Extract provided:
Sheep farmers can boost productivity and profitability with a pre-lambing checklist
Friday, March 11, 2016
Sheep farmers who lamb from autumn to spring are being reminded that now is the time to review your lambing checklist for the 2016 season.
“Productive sheep need careful management all year round,” says Livestock Technical Veterinarian for Virbac Australia Dr Susan Swaney. “It’s important for two reasons. One, so you can have the best possible lambing, getting the most lambs on the ground with optimal survival and growth rates. And two, so your ewes can recover quickly and be fertile for next year.”
Autumn may have just started, but as we head into the cooler months, proper planning for lambing can help farmers increase productivity and profitability.
Pregnancy scanning 45 days after rams are removed will help you separate ewes based on how many lambs they are carrying, so you can allocate feed and reduce the chance of mismothering. Triplets should be lambed down in flocks no more than 30. Twins should be in flocks of 100 or less for Merinos and 150 for crossbreds, and singles in flocks of 250 or less for Merinos and 300 for crossbreds.
Managing the condition score of ewes is also critical to make sure lambs are born at the ideal weight of 4.5kg to 5.5kg to avoid death due to mismothering, exposure or birth difficulties. Single carrying ewes should be at CS3.0 and multiple carrying ewes at CS3.5-4.0.

Work task 1: According to the lambing checklist article, what condition score should ewes carrying a single lamb be at?
Work task 2: Carry on writing the lambing checklist article from its last sentence.
The records that come next are separate from the lambing article.

Collected data:

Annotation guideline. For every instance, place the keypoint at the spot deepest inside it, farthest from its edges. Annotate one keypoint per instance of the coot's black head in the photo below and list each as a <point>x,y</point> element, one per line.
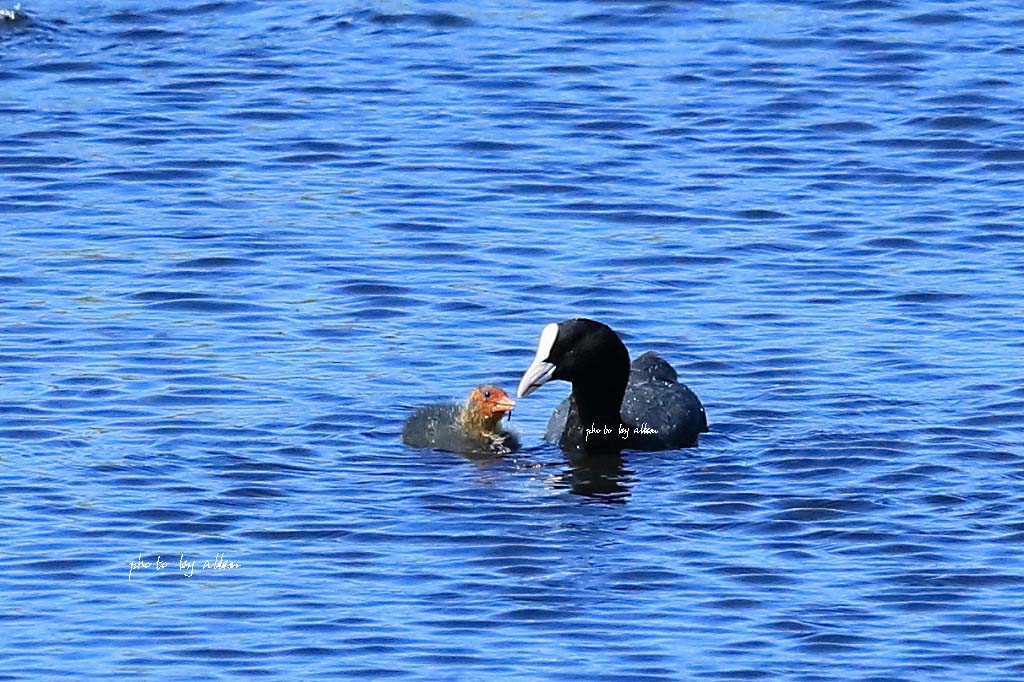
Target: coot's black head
<point>588,354</point>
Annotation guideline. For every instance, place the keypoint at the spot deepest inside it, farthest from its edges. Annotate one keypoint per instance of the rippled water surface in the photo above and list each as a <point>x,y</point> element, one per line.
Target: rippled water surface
<point>242,240</point>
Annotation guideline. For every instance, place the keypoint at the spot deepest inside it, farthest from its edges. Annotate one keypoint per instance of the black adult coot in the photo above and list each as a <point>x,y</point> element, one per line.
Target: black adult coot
<point>613,405</point>
<point>473,428</point>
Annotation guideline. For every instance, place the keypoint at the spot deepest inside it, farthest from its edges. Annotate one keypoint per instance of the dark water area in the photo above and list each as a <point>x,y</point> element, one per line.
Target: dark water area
<point>241,241</point>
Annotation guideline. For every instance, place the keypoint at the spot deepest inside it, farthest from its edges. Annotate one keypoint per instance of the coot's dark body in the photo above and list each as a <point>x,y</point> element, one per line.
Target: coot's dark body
<point>437,426</point>
<point>614,405</point>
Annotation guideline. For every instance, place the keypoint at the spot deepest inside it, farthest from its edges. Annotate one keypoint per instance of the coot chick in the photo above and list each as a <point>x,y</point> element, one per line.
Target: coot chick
<point>614,405</point>
<point>472,428</point>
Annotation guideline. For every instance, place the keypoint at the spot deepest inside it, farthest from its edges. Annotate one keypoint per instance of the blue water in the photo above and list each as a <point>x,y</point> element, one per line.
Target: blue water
<point>241,241</point>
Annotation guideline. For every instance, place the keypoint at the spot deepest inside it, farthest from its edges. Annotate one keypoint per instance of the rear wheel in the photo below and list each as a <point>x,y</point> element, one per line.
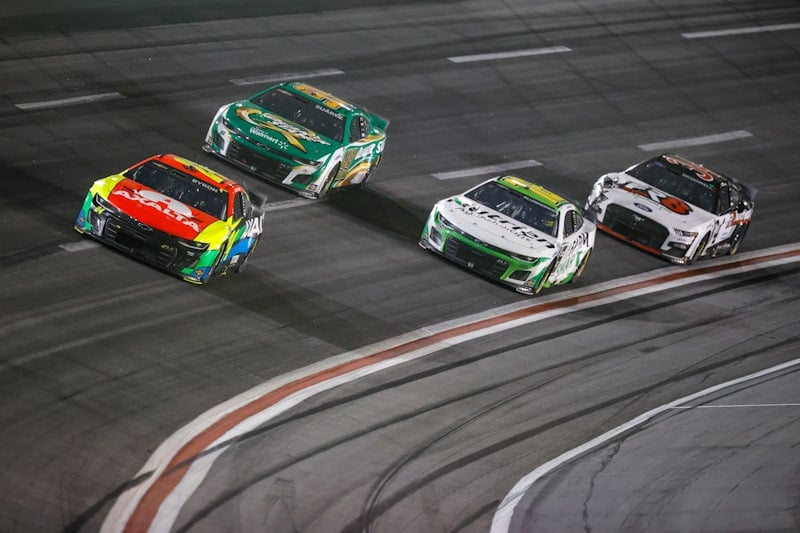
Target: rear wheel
<point>370,173</point>
<point>238,269</point>
<point>737,238</point>
<point>326,186</point>
<point>699,251</point>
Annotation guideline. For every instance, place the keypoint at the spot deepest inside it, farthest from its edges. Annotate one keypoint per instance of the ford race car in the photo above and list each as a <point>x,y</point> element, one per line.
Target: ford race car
<point>301,137</point>
<point>176,215</point>
<point>512,231</point>
<point>674,208</point>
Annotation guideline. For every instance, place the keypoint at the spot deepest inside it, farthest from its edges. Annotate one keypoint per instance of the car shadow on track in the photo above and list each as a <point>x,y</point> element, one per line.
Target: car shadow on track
<point>373,207</point>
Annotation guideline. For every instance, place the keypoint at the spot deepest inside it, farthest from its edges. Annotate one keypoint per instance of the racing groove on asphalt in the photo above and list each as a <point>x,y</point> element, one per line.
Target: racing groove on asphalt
<point>104,358</point>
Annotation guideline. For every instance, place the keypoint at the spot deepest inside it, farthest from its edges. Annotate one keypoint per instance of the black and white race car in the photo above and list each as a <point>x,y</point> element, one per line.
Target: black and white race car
<point>674,208</point>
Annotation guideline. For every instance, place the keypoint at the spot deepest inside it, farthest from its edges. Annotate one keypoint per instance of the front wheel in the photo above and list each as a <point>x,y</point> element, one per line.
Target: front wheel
<point>543,279</point>
<point>582,266</point>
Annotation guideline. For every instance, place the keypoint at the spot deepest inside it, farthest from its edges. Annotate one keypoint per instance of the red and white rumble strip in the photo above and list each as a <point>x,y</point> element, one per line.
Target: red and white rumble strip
<point>181,463</point>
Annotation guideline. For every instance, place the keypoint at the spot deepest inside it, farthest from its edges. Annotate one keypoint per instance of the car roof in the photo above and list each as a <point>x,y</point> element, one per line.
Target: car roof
<point>319,96</point>
<point>198,171</point>
<point>698,170</point>
<point>537,192</point>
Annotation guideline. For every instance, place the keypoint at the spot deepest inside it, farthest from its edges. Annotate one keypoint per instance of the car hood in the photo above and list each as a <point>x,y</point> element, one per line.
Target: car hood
<point>276,132</point>
<point>495,229</point>
<point>655,204</point>
<point>158,211</point>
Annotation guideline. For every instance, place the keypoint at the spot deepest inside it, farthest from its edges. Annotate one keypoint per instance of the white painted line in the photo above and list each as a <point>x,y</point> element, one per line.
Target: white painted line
<point>739,31</point>
<point>286,76</point>
<point>491,169</point>
<point>288,204</point>
<point>512,54</point>
<point>78,246</point>
<point>202,440</point>
<point>744,405</point>
<point>502,518</point>
<point>697,141</point>
<point>76,100</point>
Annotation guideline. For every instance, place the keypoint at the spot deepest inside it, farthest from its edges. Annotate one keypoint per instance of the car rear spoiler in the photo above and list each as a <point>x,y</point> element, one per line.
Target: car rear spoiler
<point>751,191</point>
<point>378,121</point>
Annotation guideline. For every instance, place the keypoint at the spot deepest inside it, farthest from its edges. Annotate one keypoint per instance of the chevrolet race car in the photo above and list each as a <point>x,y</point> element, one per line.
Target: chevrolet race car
<point>302,137</point>
<point>674,208</point>
<point>512,231</point>
<point>176,215</point>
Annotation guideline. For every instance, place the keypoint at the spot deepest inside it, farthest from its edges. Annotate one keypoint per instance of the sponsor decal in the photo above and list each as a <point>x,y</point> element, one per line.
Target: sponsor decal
<point>254,226</point>
<point>697,169</point>
<point>326,98</point>
<point>676,205</point>
<point>264,135</point>
<point>504,223</point>
<point>292,133</point>
<point>170,207</point>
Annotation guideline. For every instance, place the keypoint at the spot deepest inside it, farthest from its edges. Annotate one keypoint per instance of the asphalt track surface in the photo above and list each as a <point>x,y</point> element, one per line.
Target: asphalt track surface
<point>103,358</point>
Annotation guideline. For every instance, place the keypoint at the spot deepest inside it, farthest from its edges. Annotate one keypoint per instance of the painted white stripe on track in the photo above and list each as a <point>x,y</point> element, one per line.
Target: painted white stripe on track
<point>78,246</point>
<point>744,405</point>
<point>324,375</point>
<point>76,100</point>
<point>739,31</point>
<point>505,511</point>
<point>288,204</point>
<point>696,141</point>
<point>490,169</point>
<point>510,55</point>
<point>286,76</point>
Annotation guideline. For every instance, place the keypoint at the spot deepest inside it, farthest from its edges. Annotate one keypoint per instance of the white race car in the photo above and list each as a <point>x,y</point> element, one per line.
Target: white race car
<point>512,231</point>
<point>674,208</point>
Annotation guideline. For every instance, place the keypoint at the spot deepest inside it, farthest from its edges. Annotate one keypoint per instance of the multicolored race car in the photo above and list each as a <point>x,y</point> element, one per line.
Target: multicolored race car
<point>176,215</point>
<point>301,137</point>
<point>512,231</point>
<point>674,208</point>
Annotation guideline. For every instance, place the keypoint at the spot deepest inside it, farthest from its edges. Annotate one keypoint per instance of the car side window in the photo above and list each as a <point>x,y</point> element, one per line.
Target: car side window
<point>238,206</point>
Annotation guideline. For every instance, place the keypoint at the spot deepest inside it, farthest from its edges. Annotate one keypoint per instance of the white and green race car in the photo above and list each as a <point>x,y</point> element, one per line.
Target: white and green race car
<point>512,231</point>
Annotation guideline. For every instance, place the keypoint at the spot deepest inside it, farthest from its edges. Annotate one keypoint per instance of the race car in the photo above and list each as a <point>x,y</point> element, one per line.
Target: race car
<point>674,208</point>
<point>176,215</point>
<point>512,231</point>
<point>300,137</point>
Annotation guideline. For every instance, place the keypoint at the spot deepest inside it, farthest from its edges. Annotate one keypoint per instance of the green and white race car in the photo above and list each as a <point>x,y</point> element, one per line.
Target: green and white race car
<point>301,137</point>
<point>512,231</point>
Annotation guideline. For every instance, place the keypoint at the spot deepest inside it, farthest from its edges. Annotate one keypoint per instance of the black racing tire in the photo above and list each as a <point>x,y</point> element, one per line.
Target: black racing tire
<point>370,173</point>
<point>737,238</point>
<point>547,273</point>
<point>582,266</point>
<point>326,186</point>
<point>238,269</point>
<point>699,251</point>
<point>214,270</point>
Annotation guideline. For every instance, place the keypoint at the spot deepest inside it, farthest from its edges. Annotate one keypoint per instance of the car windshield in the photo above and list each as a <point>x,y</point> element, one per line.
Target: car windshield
<point>304,112</point>
<point>521,208</point>
<point>183,187</point>
<point>677,180</point>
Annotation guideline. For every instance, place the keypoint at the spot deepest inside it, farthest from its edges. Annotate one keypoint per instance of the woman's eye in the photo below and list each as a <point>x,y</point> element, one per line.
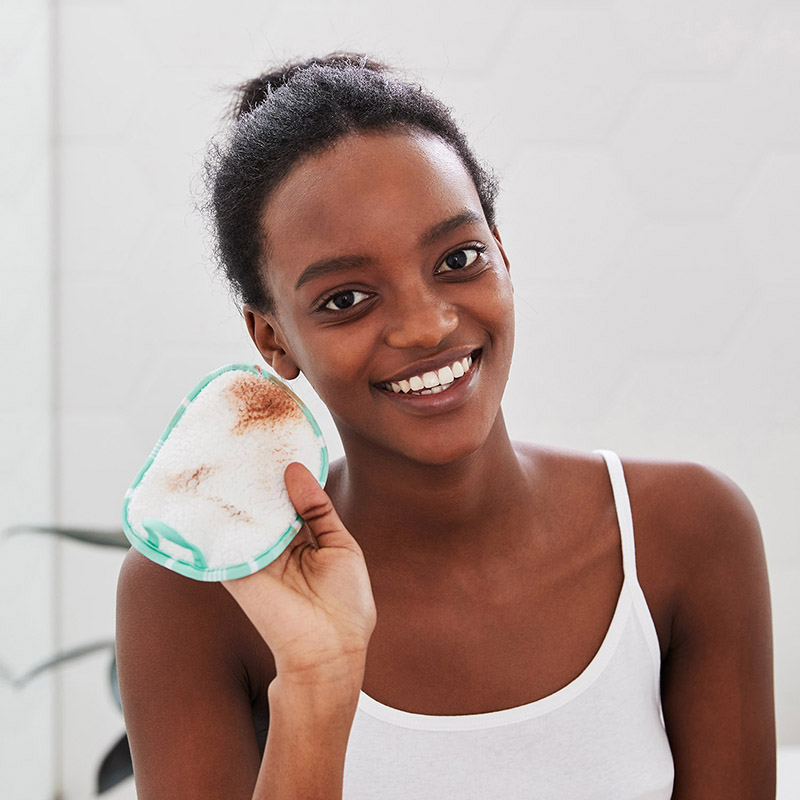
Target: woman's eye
<point>459,259</point>
<point>341,301</point>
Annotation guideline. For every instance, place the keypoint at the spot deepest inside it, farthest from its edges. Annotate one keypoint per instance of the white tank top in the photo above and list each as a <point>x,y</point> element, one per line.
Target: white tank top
<point>602,736</point>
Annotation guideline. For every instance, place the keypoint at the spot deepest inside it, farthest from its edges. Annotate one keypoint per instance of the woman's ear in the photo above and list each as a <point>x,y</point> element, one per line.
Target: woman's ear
<point>268,338</point>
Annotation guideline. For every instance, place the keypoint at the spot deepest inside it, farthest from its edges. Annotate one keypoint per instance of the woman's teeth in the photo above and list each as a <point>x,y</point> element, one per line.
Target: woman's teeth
<point>432,382</point>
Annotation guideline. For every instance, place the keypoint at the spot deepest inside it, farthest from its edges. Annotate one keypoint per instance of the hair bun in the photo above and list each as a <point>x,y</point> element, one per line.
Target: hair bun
<point>252,93</point>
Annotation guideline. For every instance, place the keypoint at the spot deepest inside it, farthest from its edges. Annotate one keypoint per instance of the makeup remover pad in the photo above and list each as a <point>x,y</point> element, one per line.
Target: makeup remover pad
<point>210,502</point>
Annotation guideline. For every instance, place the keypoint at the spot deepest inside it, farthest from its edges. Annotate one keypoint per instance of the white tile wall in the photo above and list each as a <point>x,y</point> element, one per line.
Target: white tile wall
<point>27,567</point>
<point>649,150</point>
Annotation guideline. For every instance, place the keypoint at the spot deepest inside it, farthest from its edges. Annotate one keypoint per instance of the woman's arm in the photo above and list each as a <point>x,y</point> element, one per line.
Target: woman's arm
<point>185,692</point>
<point>717,676</point>
<point>192,655</point>
<point>181,646</point>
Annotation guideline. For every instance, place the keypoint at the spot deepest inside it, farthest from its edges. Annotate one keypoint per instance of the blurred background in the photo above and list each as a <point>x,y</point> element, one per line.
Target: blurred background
<point>649,152</point>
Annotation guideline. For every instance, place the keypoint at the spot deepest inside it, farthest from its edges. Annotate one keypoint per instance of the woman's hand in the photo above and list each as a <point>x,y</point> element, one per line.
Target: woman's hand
<point>313,605</point>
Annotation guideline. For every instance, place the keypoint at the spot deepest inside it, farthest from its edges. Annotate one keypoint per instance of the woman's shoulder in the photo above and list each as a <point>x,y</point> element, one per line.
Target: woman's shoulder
<point>691,501</point>
<point>696,534</point>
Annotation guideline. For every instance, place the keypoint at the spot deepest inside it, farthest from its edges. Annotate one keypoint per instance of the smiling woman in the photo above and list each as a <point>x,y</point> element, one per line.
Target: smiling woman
<point>462,615</point>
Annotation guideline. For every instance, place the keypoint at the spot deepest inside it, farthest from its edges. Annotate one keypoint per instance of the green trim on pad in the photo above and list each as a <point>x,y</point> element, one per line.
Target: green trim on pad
<point>147,542</point>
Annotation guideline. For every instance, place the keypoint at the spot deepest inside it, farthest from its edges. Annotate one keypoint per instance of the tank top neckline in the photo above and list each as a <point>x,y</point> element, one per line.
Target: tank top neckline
<point>559,698</point>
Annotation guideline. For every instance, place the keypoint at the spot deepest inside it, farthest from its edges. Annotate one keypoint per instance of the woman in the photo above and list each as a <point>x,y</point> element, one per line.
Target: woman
<point>462,616</point>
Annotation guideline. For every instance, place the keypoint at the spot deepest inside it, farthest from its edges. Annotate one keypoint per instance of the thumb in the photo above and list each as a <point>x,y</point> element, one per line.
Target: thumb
<point>315,507</point>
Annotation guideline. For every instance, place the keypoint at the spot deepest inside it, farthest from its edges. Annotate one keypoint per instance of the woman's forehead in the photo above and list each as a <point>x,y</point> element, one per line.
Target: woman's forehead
<point>365,190</point>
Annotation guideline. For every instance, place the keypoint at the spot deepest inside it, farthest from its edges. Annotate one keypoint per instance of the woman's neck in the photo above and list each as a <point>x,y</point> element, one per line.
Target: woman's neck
<point>395,506</point>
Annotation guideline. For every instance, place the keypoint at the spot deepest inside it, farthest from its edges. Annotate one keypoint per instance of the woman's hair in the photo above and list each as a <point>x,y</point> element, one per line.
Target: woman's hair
<point>300,109</point>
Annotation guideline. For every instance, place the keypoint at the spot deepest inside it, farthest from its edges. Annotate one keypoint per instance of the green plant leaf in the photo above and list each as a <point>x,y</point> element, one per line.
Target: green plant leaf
<point>62,658</point>
<point>116,766</point>
<point>104,538</point>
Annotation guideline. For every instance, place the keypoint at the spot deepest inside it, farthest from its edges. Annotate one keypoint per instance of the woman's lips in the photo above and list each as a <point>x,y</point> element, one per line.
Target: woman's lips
<point>437,398</point>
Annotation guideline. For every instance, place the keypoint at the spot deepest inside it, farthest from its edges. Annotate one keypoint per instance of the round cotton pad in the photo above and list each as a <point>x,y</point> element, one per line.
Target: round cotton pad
<point>210,502</point>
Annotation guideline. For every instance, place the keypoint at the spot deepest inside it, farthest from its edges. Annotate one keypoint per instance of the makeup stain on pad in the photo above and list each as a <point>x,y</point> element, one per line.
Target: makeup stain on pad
<point>190,479</point>
<point>259,403</point>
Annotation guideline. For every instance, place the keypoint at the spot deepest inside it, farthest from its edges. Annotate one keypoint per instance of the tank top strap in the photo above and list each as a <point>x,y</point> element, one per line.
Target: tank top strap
<point>624,516</point>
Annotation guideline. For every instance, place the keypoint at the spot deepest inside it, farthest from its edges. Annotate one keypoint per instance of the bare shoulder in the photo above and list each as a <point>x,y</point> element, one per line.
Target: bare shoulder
<point>699,539</point>
<point>694,516</point>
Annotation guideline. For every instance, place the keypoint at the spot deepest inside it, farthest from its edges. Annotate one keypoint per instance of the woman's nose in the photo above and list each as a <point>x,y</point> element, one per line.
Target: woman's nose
<point>420,320</point>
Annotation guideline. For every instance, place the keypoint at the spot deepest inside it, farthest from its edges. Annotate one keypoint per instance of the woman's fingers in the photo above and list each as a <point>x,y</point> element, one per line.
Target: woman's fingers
<point>315,507</point>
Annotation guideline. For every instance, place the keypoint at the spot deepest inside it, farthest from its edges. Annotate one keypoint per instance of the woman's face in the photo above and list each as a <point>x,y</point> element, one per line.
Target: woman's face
<point>383,269</point>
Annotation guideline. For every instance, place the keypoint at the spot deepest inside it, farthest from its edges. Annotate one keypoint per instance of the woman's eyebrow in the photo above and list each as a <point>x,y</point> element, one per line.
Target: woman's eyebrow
<point>326,266</point>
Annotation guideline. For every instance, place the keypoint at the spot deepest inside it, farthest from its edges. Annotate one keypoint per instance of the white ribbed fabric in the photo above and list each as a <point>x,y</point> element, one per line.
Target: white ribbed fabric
<point>602,736</point>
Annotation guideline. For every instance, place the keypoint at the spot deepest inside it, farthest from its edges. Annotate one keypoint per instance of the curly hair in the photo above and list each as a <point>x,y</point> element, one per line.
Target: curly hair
<point>297,110</point>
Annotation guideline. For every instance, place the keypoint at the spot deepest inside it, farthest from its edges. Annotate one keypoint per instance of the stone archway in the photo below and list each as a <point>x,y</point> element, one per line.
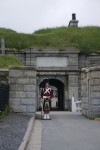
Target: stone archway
<point>60,91</point>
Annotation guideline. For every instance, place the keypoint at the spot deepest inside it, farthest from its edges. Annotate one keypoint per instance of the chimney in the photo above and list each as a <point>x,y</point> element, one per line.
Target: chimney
<point>73,22</point>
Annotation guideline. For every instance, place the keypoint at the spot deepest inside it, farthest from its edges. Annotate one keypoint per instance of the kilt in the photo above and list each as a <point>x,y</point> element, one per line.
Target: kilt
<point>47,104</point>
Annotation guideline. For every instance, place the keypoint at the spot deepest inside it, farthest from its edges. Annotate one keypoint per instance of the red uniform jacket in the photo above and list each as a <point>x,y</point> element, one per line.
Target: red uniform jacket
<point>47,92</point>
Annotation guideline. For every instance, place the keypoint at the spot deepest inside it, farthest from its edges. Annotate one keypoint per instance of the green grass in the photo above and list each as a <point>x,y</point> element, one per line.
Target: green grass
<point>9,60</point>
<point>86,39</point>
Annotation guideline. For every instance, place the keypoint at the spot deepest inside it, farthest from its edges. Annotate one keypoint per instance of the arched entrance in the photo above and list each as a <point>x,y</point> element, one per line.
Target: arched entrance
<point>58,92</point>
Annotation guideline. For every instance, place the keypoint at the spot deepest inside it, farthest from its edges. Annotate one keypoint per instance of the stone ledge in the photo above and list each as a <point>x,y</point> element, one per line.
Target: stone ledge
<point>86,70</point>
<point>33,68</point>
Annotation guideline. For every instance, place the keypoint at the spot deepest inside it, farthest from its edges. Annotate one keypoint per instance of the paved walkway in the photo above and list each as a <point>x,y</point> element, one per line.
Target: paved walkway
<point>67,131</point>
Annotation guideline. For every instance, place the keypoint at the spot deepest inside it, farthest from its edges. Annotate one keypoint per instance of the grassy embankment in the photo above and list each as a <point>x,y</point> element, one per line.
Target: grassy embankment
<point>86,39</point>
<point>9,60</point>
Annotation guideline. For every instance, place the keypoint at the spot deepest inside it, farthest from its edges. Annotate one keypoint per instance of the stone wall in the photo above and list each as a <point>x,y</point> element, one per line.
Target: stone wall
<point>90,82</point>
<point>89,60</point>
<point>22,96</point>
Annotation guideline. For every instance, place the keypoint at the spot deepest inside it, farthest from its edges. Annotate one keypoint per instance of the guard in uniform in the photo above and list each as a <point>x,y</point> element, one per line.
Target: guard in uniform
<point>46,95</point>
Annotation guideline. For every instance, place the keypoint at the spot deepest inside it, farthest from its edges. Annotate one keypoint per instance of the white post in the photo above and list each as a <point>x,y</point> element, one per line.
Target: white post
<point>73,104</point>
<point>3,45</point>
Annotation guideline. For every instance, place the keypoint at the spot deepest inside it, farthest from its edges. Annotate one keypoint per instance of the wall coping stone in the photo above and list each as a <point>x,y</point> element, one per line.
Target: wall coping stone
<point>32,68</point>
<point>53,50</point>
<point>86,70</point>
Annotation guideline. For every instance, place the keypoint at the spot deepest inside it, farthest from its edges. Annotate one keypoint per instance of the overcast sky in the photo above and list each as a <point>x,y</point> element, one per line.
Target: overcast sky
<point>30,15</point>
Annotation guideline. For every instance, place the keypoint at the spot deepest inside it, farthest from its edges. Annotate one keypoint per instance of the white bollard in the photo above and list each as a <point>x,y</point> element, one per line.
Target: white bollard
<point>73,108</point>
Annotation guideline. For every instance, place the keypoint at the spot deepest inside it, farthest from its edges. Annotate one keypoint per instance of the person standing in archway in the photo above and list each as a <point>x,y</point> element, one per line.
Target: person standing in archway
<point>46,95</point>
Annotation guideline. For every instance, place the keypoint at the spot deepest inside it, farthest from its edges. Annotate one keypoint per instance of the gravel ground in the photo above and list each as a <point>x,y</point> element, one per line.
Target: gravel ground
<point>12,131</point>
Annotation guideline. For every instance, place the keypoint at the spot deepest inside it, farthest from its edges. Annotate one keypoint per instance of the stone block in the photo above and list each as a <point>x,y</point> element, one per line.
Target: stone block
<point>30,94</point>
<point>95,74</point>
<point>13,80</point>
<point>30,74</point>
<point>27,101</point>
<point>95,95</point>
<point>15,73</point>
<point>16,87</point>
<point>30,88</point>
<point>23,81</point>
<point>95,81</point>
<point>30,109</point>
<point>95,88</point>
<point>96,102</point>
<point>32,81</point>
<point>14,101</point>
<point>21,108</point>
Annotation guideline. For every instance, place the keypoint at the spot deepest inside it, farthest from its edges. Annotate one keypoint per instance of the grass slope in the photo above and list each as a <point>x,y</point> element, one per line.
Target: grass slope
<point>9,60</point>
<point>86,39</point>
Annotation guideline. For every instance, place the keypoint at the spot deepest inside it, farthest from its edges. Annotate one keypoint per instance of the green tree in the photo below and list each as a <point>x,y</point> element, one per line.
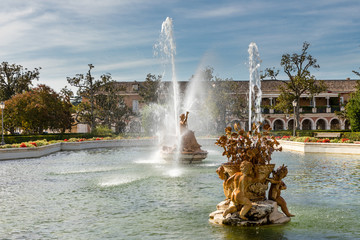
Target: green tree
<point>110,106</point>
<point>150,89</point>
<point>224,100</point>
<point>87,87</point>
<point>352,109</point>
<point>15,79</point>
<point>357,73</point>
<point>297,68</point>
<point>36,110</point>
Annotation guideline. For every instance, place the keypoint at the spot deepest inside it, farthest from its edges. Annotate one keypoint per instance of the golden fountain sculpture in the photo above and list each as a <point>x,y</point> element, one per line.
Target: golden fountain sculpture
<point>246,177</point>
<point>190,150</point>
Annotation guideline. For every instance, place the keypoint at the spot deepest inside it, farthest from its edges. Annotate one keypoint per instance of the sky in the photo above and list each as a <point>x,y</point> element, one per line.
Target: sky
<point>118,36</point>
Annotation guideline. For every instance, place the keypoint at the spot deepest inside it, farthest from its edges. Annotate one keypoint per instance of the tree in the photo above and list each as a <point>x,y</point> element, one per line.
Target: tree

Task response 1: CS3.0

Task response 2:
“Nutrition is vital too,” says Dr Swaney. “But if you have had poor nutrition in early pregnancy it is important to give good nutrition in the last trimester.”
Some farmers increase the feed quantity for that final trimester by deferring grazing in the first weeks. The ideal food on offer (FOO) during lambing for single carrying ewes is 1200kg DM/ha, and twins and triplets is 1800kg DM/ha. During the peak lactation period this increases to 1500kg DM/ha for single carrying ewes and 2000kg DM/ha for twins and triplets.
In addition, ewes should be going into lambing vaccinated against preventable diseases, topped up with trace minerals and treated for parasites – a treatment trio Dr Swaney describes as “treating for productivity.”
The foetus needs adequate trace minerals to prevent deficiencies, and the ewe also needs them for immunity and post-lambing recovery – as she transfers 30 per cent of her supply to the foetus. Dr Swaney recommends an injection of Multimin, which provides a top-up of zinc, manganese and selenium, to help replace the large drain put on her mineral resources at this time. Vaccines protect both ewe and lamb, especially from clostridial diseases that occur due to the trauma of birth and during the early stages of low immunity for the lamb by bolstering the colostrum. And parasite management is one of the most critical issues facing sheep farmers at this time.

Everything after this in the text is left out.